*Stored data entries*

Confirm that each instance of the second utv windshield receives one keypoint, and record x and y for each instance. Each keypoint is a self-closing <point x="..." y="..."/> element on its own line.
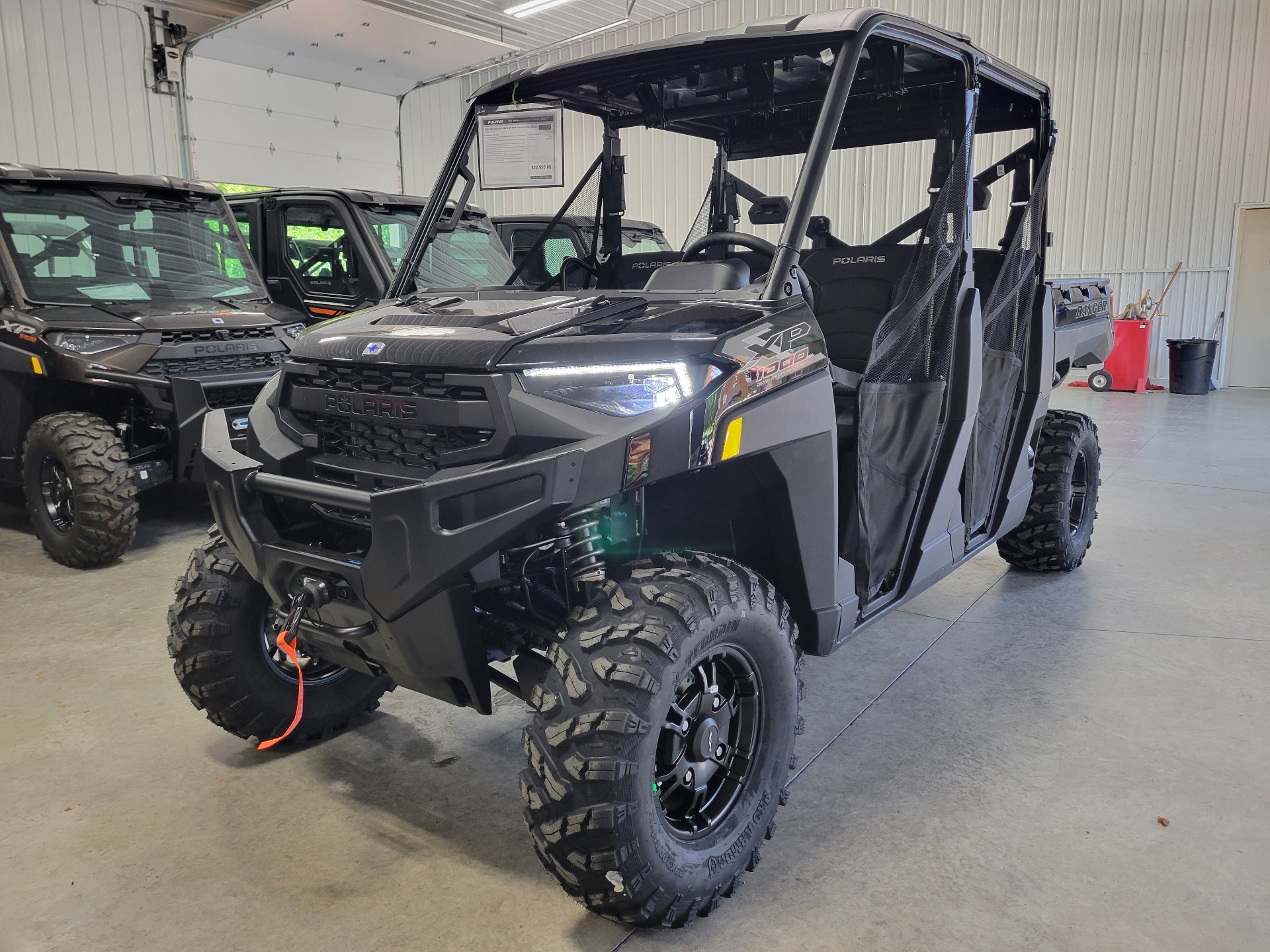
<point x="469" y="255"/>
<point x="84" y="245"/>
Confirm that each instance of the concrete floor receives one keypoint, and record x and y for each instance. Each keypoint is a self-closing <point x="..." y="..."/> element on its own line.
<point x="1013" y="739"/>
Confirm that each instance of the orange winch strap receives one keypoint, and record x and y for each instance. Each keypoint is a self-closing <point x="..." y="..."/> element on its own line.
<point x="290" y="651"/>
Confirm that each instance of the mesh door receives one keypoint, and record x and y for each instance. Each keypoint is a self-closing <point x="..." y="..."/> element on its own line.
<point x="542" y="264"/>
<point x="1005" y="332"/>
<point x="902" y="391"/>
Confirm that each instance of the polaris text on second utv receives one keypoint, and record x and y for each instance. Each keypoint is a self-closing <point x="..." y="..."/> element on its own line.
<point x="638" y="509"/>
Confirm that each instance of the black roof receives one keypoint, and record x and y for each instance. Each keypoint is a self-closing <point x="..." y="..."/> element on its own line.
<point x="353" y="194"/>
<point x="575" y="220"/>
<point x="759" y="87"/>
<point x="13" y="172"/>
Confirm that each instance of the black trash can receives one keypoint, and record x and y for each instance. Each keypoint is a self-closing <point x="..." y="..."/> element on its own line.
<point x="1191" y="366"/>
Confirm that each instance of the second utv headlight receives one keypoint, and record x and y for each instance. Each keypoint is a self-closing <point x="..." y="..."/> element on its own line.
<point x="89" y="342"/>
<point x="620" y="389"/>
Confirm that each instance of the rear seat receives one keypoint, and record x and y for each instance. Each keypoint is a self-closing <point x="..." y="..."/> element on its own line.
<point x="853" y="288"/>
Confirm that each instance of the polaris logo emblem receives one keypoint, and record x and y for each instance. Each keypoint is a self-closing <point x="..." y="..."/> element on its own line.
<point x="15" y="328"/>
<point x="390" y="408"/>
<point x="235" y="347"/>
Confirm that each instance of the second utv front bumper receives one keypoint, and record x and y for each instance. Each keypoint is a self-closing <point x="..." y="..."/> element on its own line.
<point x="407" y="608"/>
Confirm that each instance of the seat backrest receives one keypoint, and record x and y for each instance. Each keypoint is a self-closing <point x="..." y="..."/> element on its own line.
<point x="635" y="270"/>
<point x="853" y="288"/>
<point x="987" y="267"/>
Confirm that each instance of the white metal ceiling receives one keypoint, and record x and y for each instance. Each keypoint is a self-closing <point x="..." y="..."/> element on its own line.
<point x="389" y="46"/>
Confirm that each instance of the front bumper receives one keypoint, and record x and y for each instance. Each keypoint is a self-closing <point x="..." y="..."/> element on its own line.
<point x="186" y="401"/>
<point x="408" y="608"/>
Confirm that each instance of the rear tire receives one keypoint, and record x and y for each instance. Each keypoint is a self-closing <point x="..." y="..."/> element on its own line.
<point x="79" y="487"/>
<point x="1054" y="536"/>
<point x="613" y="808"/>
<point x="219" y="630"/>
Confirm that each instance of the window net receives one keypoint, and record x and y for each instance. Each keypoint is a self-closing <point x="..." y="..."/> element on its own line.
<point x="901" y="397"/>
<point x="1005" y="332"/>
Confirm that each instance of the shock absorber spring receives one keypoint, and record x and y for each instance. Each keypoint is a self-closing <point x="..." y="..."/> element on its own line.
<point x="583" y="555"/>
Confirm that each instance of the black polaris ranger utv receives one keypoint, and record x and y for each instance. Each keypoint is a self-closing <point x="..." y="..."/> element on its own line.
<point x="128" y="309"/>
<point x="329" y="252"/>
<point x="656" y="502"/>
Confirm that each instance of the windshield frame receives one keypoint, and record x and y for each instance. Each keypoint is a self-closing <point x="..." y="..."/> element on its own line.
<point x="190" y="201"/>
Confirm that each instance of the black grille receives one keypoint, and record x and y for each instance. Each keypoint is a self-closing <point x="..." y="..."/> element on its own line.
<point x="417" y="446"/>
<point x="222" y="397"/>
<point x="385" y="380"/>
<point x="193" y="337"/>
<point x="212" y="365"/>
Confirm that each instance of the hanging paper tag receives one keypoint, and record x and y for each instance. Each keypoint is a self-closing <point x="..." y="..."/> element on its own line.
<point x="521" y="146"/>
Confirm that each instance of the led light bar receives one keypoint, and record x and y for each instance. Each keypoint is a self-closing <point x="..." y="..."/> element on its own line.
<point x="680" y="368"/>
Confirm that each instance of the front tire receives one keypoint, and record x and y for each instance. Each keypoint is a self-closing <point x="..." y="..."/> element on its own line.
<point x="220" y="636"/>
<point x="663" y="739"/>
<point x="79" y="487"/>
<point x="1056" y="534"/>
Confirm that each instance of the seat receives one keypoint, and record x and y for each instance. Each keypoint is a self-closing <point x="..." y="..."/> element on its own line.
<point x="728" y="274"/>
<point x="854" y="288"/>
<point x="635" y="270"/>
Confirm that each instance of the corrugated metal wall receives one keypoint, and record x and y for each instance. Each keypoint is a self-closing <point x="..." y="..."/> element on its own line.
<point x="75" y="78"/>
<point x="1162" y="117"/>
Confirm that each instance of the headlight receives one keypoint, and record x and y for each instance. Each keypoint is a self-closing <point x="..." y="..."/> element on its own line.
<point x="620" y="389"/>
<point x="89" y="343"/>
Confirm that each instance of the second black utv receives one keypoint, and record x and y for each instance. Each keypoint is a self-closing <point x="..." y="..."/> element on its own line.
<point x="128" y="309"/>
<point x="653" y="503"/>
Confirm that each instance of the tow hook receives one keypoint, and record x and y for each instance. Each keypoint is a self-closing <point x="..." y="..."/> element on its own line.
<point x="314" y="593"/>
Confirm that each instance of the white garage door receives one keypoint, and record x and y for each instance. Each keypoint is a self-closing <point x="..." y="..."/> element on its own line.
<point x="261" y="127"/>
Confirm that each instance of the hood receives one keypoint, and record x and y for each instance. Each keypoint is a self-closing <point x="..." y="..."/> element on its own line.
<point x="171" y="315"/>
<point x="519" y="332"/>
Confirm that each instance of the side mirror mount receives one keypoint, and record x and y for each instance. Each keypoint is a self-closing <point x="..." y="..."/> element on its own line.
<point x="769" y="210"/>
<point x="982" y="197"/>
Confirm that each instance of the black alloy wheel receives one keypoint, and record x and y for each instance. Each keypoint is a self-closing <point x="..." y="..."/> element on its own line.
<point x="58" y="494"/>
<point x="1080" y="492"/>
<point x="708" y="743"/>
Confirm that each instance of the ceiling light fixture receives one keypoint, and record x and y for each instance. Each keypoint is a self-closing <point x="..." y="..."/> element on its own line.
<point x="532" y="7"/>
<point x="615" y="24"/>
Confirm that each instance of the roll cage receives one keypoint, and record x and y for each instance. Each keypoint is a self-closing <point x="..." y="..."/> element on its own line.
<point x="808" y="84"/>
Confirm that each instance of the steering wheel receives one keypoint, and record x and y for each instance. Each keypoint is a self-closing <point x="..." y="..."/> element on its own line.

*What you will do*
Give back each entry exactly as it appears, with no pictures.

*Exercise answer*
Confirm that each instance of the second utv windshield receives one keypoint, and record x and y for each instance. Each keypoint is a self-closing <point x="..." y="..."/> element on its own line.
<point x="469" y="255"/>
<point x="84" y="245"/>
Confirm that each instance of the concrete floor receives one keypoint, and record x and y for each instance. Each keypoint is a self-closing <point x="..." y="..."/> element on its own line.
<point x="1013" y="739"/>
Confirm that each instance of the orange winch strap receives one keypoint, and record x and y for each instance. Each keypoint is a self-closing <point x="..." y="..."/> element on its own line.
<point x="290" y="651"/>
Confirm that each instance of the mesh door receives one keypoint, and record x and y for each instance. Each keypoint is a self-closing <point x="..." y="..."/> element on its own line.
<point x="542" y="264"/>
<point x="1005" y="332"/>
<point x="902" y="391"/>
Confirm that each instance of the polaris text on second utv receives one keypoint, and record x and y for each instance. Each keypoint is a self-closing <point x="..." y="..."/> element on its own line.
<point x="638" y="509"/>
Confirm that each instance of the black roof receives one keypoint, and record x and y for each instance. Each keypoint is a self-closing <point x="..." y="..."/> element on its own line.
<point x="353" y="194"/>
<point x="575" y="220"/>
<point x="759" y="87"/>
<point x="13" y="172"/>
Confirm that each instance of the black trash can receives one keypoint, and record x and y for each instance. Each keypoint is a self-closing <point x="..." y="..."/> element on its own line.
<point x="1191" y="366"/>
Confirm that each instance of the second utv headlight receives one keypoint, and record x and y for each instance. Each keypoint is a self-closing <point x="..." y="..."/> element on its own line.
<point x="89" y="342"/>
<point x="620" y="389"/>
Confirm that each instance of the rear seat receives one keypoint, and record x and y for each instance. Each keypoint is a self-closing <point x="..." y="..."/> element on its own line.
<point x="853" y="288"/>
Confirm that each instance of the polaris logo emblem receives one keypoint, and record x and y for each instance. Each keypoint is a self-closing <point x="..." y="..."/> element on its own line.
<point x="15" y="328"/>
<point x="390" y="408"/>
<point x="235" y="347"/>
Confirm that each instance of the second utv front bumper receives one keypoint, and record x and y for each instance. Each keypoint is a self-closing <point x="..." y="..."/> element on its own line.
<point x="407" y="608"/>
Confirm that each instance of the seat backrest receives one keypoint, and record x and y for each instance. Each keypoint is a self-closing <point x="..." y="..."/> element on its own line.
<point x="635" y="270"/>
<point x="853" y="288"/>
<point x="987" y="267"/>
Confirm that each instance of the white metal ceiling receives one keypoint, and record x and y for each instance. Each keypoint is a self-closing <point x="..." y="..."/> element on its own line.
<point x="389" y="46"/>
Confirm that each instance of the front bumper receives one keypoint, and record x and y for each instance. Each keypoint is a self-closing <point x="..." y="..."/> element on its own line.
<point x="186" y="401"/>
<point x="408" y="608"/>
Confirm that each instance of the rear tire receives one keypoint, and record x and y for each instance. Each keypoint is a self-closing <point x="..." y="..."/> element on its own line.
<point x="79" y="487"/>
<point x="1054" y="536"/>
<point x="613" y="808"/>
<point x="219" y="630"/>
Confirm that each instance of the window net receives one keypoint, and record x and y for each instance. Each keypoint is a self-closing <point x="..." y="..."/> element on its own line.
<point x="901" y="397"/>
<point x="1005" y="332"/>
Confirm that each instance of the shock absorber spring receives one keypoint, and record x and y for each instance. Each keypoint is a self-closing <point x="..." y="..."/> element on its own line.
<point x="583" y="555"/>
Confirm that each instance of the black polaris ranger utv receives one keypoint, and record x and y for each instance. Each keypoint is a self-closing <point x="..." y="..."/> element on its own line.
<point x="128" y="309"/>
<point x="329" y="252"/>
<point x="656" y="502"/>
Confirm that each instance of the windshield frame receives one keypoint, and record x and y for each instance. Each keypoint is a self-closing <point x="..." y="..."/> element on its own line.
<point x="190" y="201"/>
Confirm that each instance of the black grille receives one keypoint, and record x and y for each instance. Each keypoint is a self-closing <point x="..." y="..."/> element on its own line.
<point x="417" y="446"/>
<point x="222" y="397"/>
<point x="385" y="380"/>
<point x="193" y="337"/>
<point x="212" y="365"/>
Confirm that each instance of the hanging paper tag receives one keypoint, and record x and y for each instance. Each keypoint is a self-closing <point x="..." y="..."/> element on its own line.
<point x="521" y="146"/>
Confirm that each instance of the led light bar receives one keypoint, and record x and y for each instance. Each keypoint is a self-closing <point x="..." y="..."/> element on its own line.
<point x="680" y="368"/>
Confirm that each instance of the front tire receives one keypoint, and record x and y for each instance. Each keypoint is a self-closing <point x="..." y="..."/> element on its own line.
<point x="220" y="636"/>
<point x="663" y="739"/>
<point x="79" y="487"/>
<point x="1056" y="534"/>
Confirm that each instance of the seat receives one keypoint, and record x and y for each instance. Each keypoint is a self-closing <point x="..." y="..."/> element on its own line.
<point x="728" y="274"/>
<point x="854" y="288"/>
<point x="635" y="270"/>
Confirm that each instance of the corrugated metal wall receives one keypoint, and record x and y for each instance. Each keypoint is a self-closing <point x="..." y="..."/> element on its own line.
<point x="75" y="78"/>
<point x="1162" y="117"/>
Confirm that each instance of the headlight receives one keypoint, and record x and y for each instance. Each keypoint is a self-closing <point x="..." y="..."/> element on its own line.
<point x="620" y="389"/>
<point x="89" y="343"/>
Confirm that each instance of the second black utv receives one keypoint, and record x and y for each instance. Each keypoint is a self-closing <point x="..." y="..."/> element on its own line.
<point x="128" y="309"/>
<point x="653" y="503"/>
Confirm that each instance of the tow hook receives one keypoint, and record x and y for each instance. Each keypoint is a self-closing <point x="..." y="..."/> element on its own line.
<point x="314" y="593"/>
Confirm that each instance of the white garage door receives one keypoint, and record x and y for each instance. Each keypoint is a self-closing <point x="..." y="..."/> element on its own line.
<point x="261" y="127"/>
Confirm that each instance of the hood receives one keypoint, and record x and y for each instance. Each keypoint is a self-closing <point x="..." y="..."/> element on its own line.
<point x="171" y="315"/>
<point x="519" y="332"/>
Confirm that each instance of the side mirror mount receives one keypoint, and record x and y for each instance. Each keypoint is a self-closing <point x="..." y="..."/> element on its own line.
<point x="769" y="210"/>
<point x="982" y="197"/>
Confirm that each instance of the black alloy wheel receives one keypoint, and record x and y for each instance. Each keypoint is a self-closing <point x="..." y="..."/> element on its own line.
<point x="58" y="494"/>
<point x="1080" y="492"/>
<point x="708" y="743"/>
Confirm that each instance of the ceiling light fixture receives one keypoint, and record x and y for each instance. Each keypoint is a self-closing <point x="..." y="..."/> element on its own line.
<point x="532" y="7"/>
<point x="615" y="24"/>
Confirm that each instance of the roll cage receives one keypoint, and record x and y for each instance. Each keypoint is a self-closing <point x="..." y="..."/> element on its own line.
<point x="808" y="84"/>
Confirm that each instance of the steering wheel receives one keypoint, and record x and y for each instance. Each keypoint is a self-closing <point x="..." y="..."/> element on its own line.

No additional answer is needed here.